*** Task input ***
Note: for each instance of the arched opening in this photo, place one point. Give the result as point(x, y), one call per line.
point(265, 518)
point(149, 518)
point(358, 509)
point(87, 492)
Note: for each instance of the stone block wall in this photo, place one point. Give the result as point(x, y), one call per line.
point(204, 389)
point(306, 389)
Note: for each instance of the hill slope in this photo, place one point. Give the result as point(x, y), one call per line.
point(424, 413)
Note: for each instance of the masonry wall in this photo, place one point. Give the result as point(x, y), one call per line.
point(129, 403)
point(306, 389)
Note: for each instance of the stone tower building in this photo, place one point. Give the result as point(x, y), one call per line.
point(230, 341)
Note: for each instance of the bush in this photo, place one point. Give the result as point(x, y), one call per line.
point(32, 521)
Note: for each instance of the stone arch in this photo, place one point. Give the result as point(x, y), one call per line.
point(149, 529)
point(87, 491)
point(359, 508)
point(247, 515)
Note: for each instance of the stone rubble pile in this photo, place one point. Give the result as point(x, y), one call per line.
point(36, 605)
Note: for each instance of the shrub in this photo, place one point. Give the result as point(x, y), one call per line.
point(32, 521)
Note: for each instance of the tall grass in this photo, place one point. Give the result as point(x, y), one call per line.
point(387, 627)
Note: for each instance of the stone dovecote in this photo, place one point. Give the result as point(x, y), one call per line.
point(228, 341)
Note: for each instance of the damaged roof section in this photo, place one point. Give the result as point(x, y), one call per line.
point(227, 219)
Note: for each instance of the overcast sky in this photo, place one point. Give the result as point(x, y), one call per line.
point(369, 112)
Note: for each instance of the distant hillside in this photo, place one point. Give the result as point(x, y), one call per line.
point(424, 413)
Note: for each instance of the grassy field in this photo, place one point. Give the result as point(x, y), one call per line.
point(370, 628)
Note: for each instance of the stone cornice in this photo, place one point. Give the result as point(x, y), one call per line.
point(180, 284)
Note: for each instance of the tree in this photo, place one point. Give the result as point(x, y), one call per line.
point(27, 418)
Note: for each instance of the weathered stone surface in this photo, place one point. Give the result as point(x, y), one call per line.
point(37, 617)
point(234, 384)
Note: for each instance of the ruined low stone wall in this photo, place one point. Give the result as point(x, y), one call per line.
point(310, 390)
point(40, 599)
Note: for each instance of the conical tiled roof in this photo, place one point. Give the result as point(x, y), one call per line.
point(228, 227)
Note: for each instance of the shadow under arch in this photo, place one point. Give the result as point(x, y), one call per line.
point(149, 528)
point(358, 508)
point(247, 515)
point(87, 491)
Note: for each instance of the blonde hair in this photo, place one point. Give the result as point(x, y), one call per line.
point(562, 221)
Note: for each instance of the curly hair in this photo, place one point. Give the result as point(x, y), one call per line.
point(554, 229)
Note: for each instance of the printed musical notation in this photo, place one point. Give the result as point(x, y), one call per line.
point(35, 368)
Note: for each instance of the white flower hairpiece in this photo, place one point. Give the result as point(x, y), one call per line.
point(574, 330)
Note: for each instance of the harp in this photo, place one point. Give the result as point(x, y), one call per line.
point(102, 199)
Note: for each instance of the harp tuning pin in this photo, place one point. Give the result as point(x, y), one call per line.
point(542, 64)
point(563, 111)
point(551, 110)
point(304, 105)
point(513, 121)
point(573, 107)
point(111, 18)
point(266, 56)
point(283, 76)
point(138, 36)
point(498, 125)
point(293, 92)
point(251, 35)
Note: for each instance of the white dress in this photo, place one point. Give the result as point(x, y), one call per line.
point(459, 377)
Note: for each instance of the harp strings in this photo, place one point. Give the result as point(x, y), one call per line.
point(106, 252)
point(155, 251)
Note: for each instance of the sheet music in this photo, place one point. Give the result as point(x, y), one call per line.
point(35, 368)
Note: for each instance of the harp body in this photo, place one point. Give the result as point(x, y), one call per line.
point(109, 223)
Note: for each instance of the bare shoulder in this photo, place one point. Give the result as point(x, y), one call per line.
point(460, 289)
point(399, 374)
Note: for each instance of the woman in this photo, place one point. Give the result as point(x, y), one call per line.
*** End of Task input ***
Return every entry above with nothing altered.

Note: for each instance of the arched opening in this photo, place one point. Give the result as point(x, y), one call per line.
point(265, 518)
point(149, 518)
point(358, 509)
point(87, 492)
Note: for each instance of the stone block wall in this photo, place one point. Give the result as point(x, y), one call per line.
point(204, 389)
point(306, 389)
Note: for each instance of the hill slope in this photo, place one point. Give the result as point(x, y), one call per line.
point(424, 413)
Note: for each instance of the masonry wall in this photo, place one point. Give the result as point(x, y), one call per line.
point(129, 403)
point(306, 389)
Note: for each instance of the stone tower building in this photo, place one point. Give the result as point(x, y), one call per line.
point(230, 341)
Note: for each instance of the bush in this photo, place one point. Give the result as point(x, y), one call per line.
point(32, 521)
Note: for each instance of the stone arch in this photo, place one point. Give the result as point(x, y), one call per line.
point(149, 529)
point(87, 491)
point(359, 508)
point(247, 515)
Note: for each instance of the stone rubble pile in this photo, place one point. Give the result as point(x, y), one call per line.
point(36, 605)
Note: for each instance of the shrub in this photo, place one point. Give the result as point(x, y), one call per line.
point(32, 521)
Note: for each instance of the tall grass in this photo, place one point. Give the result as point(x, y), one call per line.
point(387, 627)
Note: for each instance of the stone dovecote in this photo, place one point. Give the result as point(x, y), one call per line.
point(228, 341)
Note: for each instance of the damaged roof section in this photo, place one point. Give the result as point(x, y), one call per line.
point(227, 219)
Note: for each instance of the overcast sky in this photo, place one point. Give the result as point(x, y), one call per line.
point(369, 112)
Note: for each instance of the distant hillside in this photo, place one point. Give the result as point(x, y), one call per line.
point(424, 413)
Note: for each instance of the grassy field in this photo, place one point. Give the result as point(x, y), one call per line.
point(370, 628)
Note: for each instance of the stone cornice in this photo, place one point. Give the result as point(x, y), one call per line.
point(180, 284)
Note: for each instance of the tree in this photo, place one point. Give the result as point(x, y), one call per line.
point(27, 418)
Note: for each instance of the weathered stone surface in this photo, place one point. Give the result as point(x, y), one call per line.
point(37, 617)
point(234, 384)
Note: for each instance of the ruined low stone wall in this photo, place one point. Give the result as point(x, y), one call per line.
point(310, 390)
point(40, 599)
Note: for each instance of the conical tiled roof in this photo, place one point. Give the result as point(x, y), one call per line.
point(228, 227)
Note: for each instance of the shadow under arch in this photo, place one point. Give the result as point(x, y), one call per line.
point(149, 528)
point(358, 508)
point(247, 515)
point(87, 491)
Note: for each instance of the blonde hair in this photo, place one point. Give the result as point(x, y), one call per line.
point(562, 221)
Note: for each instance of the curly hair in this photo, place one point. Give the result as point(x, y), one call per line.
point(554, 229)
Note: for each instance of the printed musical notation in this photo, place one point. Give the result as point(x, y), one call per line.
point(35, 368)
Note: for each instance of the white flower hairpiece in this photo, place one point. Give the result as point(x, y), one call per line.
point(574, 330)
Note: for each instance of the harp in this photo, place one point. Give the result as point(x, y), one call per line.
point(102, 199)
Note: for each instance of the harp tuning pin in this photo, place one point. Give the result as point(x, y), one call per line.
point(542, 64)
point(563, 111)
point(551, 110)
point(304, 105)
point(513, 121)
point(573, 107)
point(111, 18)
point(266, 56)
point(283, 76)
point(138, 36)
point(498, 125)
point(293, 92)
point(251, 35)
Note: for each instance of the white dress in this photo, place one point. Give the result as point(x, y), one call per line.
point(459, 377)
Note: for each instance of the harp strings in this photo, place one point. Give the result as point(x, y), one call per line.
point(106, 252)
point(155, 251)
Note: for each instance of the sheet music in this photo, place one point. Give the result as point(x, y), one call per line.
point(35, 368)
Note: for each instance of the harp body in this photo, place one point. Give the result as point(x, y), one call per line.
point(109, 223)
Note: for each instance of the bare shoulder in this photo, place one point. Give the result as point(x, y), one call per line.
point(460, 289)
point(399, 374)
Note: for each instance of the woman in this photo, place one point. Give the result as point(x, y), one call per line.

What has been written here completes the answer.